>>>>
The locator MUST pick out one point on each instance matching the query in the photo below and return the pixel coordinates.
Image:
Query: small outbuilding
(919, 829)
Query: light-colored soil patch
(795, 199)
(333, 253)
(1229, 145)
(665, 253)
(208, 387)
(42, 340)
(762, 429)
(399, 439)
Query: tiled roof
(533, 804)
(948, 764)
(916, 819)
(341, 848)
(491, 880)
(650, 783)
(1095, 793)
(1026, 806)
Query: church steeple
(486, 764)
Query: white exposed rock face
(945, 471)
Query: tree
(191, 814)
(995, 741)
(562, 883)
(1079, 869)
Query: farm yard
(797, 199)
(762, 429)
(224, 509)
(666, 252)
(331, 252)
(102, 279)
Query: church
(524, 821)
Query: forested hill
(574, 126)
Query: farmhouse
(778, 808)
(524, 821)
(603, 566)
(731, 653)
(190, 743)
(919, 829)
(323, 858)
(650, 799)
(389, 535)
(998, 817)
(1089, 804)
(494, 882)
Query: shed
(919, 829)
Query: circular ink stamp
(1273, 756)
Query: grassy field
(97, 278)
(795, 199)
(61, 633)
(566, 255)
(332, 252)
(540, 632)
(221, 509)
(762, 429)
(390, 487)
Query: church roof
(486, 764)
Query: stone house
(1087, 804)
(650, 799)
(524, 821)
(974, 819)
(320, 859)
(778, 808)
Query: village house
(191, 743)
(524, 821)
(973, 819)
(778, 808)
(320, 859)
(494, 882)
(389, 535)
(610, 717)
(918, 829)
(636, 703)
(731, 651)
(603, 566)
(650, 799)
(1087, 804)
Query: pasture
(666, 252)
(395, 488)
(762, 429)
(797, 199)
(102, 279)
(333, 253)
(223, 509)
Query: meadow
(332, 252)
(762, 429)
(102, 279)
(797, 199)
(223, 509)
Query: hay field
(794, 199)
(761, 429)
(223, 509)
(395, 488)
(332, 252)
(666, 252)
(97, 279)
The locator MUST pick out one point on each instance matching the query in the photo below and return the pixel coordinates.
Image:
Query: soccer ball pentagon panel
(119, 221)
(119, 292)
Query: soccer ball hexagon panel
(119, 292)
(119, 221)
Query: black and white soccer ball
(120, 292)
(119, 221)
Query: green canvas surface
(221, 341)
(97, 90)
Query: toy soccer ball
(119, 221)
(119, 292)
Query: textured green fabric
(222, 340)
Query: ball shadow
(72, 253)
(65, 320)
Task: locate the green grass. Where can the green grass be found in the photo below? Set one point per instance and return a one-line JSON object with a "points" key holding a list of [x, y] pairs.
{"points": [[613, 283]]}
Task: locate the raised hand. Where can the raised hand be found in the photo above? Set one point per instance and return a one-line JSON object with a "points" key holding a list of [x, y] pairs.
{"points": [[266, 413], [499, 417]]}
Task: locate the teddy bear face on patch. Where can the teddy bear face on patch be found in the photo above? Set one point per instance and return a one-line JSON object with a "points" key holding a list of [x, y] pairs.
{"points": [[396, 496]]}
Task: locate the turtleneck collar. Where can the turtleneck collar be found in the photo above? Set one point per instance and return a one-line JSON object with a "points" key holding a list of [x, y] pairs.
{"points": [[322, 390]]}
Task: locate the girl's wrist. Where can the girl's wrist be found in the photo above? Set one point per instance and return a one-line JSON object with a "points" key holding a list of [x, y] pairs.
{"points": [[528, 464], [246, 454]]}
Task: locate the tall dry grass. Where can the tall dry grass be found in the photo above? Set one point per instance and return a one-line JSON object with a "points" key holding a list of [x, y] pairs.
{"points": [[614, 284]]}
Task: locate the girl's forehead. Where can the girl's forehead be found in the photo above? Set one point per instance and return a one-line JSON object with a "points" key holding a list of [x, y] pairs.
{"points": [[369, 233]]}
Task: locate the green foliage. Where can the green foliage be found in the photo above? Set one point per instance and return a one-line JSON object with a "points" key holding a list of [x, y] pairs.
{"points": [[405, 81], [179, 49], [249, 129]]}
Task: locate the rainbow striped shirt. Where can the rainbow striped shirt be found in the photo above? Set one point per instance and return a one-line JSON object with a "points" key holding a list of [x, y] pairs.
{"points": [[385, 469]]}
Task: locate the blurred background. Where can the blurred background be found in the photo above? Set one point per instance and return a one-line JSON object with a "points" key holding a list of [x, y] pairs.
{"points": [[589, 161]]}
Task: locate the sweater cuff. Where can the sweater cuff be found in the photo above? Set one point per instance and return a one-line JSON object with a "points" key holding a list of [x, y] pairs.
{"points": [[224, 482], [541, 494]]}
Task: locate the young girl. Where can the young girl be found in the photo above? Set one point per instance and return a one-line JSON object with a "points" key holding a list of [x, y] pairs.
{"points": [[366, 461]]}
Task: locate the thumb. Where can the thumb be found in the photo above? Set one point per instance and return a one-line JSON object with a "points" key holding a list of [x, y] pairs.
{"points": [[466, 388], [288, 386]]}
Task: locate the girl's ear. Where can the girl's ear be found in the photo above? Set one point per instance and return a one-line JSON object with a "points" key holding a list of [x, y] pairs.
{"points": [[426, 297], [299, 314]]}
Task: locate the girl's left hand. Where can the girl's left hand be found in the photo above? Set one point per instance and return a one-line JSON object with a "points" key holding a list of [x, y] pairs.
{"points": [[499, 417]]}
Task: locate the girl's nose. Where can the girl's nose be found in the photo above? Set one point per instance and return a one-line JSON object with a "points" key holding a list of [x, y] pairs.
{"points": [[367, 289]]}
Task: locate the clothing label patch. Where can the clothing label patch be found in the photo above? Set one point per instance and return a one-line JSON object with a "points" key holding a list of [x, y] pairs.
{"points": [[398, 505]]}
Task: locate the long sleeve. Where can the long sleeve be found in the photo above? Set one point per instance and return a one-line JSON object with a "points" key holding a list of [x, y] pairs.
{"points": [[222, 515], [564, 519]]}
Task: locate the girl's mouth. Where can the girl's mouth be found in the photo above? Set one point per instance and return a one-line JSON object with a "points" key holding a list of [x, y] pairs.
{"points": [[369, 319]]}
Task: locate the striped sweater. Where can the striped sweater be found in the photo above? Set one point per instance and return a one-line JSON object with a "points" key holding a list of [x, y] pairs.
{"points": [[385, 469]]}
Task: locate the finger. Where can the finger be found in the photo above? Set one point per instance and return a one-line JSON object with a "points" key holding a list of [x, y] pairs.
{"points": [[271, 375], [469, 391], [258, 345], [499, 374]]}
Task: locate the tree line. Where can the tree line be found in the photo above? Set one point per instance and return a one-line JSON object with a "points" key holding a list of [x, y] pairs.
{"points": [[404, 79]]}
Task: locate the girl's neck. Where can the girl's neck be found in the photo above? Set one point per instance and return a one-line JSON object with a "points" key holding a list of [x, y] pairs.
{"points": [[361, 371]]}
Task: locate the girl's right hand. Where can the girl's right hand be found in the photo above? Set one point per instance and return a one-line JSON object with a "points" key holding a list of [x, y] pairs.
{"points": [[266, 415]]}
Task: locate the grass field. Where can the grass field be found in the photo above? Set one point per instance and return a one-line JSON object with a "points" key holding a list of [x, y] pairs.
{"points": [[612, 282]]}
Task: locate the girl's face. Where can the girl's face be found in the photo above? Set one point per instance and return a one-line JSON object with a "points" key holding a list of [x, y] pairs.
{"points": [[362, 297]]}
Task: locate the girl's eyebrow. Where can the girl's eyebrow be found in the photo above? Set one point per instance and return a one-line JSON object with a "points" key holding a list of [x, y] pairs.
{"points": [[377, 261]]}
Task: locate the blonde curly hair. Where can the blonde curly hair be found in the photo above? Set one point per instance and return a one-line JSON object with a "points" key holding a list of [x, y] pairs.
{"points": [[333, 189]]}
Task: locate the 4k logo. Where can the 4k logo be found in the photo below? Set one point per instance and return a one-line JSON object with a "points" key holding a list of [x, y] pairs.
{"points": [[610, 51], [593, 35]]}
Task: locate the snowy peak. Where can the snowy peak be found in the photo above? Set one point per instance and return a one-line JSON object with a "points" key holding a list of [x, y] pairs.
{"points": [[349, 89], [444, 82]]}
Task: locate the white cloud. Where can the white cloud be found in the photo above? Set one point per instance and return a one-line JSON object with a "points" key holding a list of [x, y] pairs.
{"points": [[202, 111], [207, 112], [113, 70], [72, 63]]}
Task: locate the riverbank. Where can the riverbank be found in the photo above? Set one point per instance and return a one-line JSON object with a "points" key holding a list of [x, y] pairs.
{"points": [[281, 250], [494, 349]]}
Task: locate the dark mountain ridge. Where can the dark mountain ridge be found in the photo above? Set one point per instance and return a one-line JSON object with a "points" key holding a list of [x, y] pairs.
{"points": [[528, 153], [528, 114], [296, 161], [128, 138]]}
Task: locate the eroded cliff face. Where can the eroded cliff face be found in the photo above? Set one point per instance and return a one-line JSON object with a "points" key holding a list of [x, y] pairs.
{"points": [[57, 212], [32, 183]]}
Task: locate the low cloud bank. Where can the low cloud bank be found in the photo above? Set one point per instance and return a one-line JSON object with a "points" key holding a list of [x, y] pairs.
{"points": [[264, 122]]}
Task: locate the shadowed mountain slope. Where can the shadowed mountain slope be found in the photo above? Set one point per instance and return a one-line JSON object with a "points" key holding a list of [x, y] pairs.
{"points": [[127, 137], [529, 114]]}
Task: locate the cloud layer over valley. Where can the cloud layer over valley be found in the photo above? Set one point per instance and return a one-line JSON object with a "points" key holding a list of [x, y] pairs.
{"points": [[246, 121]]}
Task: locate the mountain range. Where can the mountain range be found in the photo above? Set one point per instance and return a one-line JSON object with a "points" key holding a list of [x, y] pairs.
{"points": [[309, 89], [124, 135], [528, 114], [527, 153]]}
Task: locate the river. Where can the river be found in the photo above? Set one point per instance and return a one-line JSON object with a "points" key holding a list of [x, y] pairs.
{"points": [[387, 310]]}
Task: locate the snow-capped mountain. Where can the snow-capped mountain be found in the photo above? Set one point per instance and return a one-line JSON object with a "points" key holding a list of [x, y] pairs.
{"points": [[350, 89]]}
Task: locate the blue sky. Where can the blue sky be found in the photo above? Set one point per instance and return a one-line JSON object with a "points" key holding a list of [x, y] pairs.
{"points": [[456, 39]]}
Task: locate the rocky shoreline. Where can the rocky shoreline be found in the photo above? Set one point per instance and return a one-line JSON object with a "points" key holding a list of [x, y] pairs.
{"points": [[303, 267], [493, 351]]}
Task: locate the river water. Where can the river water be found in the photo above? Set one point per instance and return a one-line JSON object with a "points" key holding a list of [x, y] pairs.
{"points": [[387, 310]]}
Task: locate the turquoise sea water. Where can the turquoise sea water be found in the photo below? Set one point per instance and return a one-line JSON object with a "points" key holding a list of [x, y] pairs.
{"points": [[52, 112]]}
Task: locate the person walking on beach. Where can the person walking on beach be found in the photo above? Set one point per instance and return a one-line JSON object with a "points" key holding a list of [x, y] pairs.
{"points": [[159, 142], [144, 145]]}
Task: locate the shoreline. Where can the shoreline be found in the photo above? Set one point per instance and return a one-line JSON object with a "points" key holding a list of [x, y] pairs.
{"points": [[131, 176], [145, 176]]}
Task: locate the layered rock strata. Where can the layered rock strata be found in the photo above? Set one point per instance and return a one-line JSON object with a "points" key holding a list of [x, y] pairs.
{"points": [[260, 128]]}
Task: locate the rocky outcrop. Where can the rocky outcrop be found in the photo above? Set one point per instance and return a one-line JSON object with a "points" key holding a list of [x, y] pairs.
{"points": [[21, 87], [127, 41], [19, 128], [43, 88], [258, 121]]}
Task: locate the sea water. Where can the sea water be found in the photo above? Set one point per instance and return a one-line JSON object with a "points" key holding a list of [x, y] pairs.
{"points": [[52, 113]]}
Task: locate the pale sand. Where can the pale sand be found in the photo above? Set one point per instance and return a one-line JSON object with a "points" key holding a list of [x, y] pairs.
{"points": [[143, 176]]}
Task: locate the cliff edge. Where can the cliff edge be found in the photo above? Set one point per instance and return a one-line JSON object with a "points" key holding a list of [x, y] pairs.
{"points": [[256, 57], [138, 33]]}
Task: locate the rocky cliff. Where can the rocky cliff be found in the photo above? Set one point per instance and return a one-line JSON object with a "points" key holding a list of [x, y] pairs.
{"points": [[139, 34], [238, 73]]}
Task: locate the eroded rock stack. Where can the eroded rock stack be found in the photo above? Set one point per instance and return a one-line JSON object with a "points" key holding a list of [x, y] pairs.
<<<<
Required work: Copy word for word the lines of the listing above, starting at the line that contains "Task: locate the layered" and continuing through the final line of the listing.

Final result:
Task: locate the layered rock strata. Where can the layered rock strata be found in the photo above? Set one point per instance and return a one-line JSON object with a "points" key holding a list of [x, y] pairs.
{"points": [[260, 128]]}
Task: locate the rocky outcrop. Where can the rocky outcrop be found in the photo above? Set one point per instance and return a one-line JSON object with a "points" key holding a list of [x, y] pairs.
{"points": [[21, 87], [127, 41], [19, 128], [43, 88], [258, 121]]}
Task: locate the sea water. Where can the sea water be found in the photo above? Set one point per instance and return a one-line JSON object with a "points" key holding a list of [x, y] pairs.
{"points": [[52, 113]]}
Task: locate the pale sand. Where can the pale sand be found in the photo above? Set one point per instance and return a one-line JSON object with a "points" key holding a list of [x, y] pairs.
{"points": [[143, 176]]}
Task: locate the cliff edge. Where can the cliff edge be found in the photo above? Set one point per instance and return a one-line JSON object with a "points" key holding a list of [x, y] pairs.
{"points": [[256, 57], [138, 33]]}
Task: locate the rocky cliff. Where can the rocky cliff be found in the photo above? Set one point per instance and return a one-line JSON object with a "points" key holding a list of [x, y] pairs.
{"points": [[139, 34], [238, 73]]}
Task: locate the eroded rock stack. Where can the eroded rock stack be found in the photo above? Set one point per instance and return a one-line JSON object with a "points" key holding a list of [x, y] pairs.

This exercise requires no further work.